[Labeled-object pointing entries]
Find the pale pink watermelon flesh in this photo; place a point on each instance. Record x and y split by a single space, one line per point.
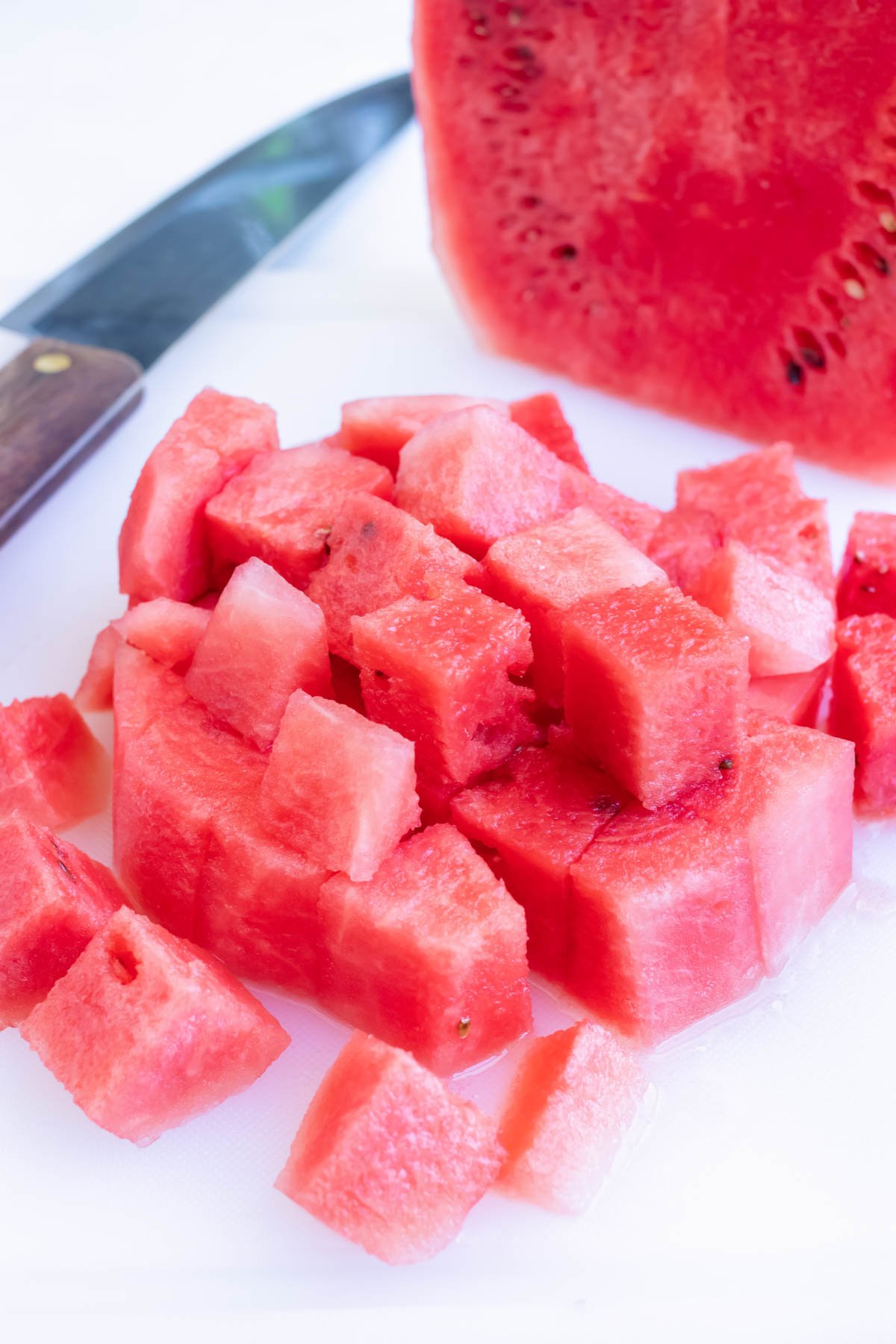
163 549
864 706
264 640
148 1031
547 570
656 688
376 556
52 768
571 1101
595 172
430 954
339 788
867 578
388 1157
441 673
53 900
281 510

**Written task:**
Repeat these lines word for word, leaving out the pictures.

**Solution:**
Find the pale pink watermelon flesh in this photo; place a point on each instance. Record x and y split by a single space, one line per point.
163 549
864 706
264 640
148 1031
547 570
656 688
376 556
52 768
571 1101
595 172
430 954
339 788
867 578
388 1157
441 673
53 900
281 510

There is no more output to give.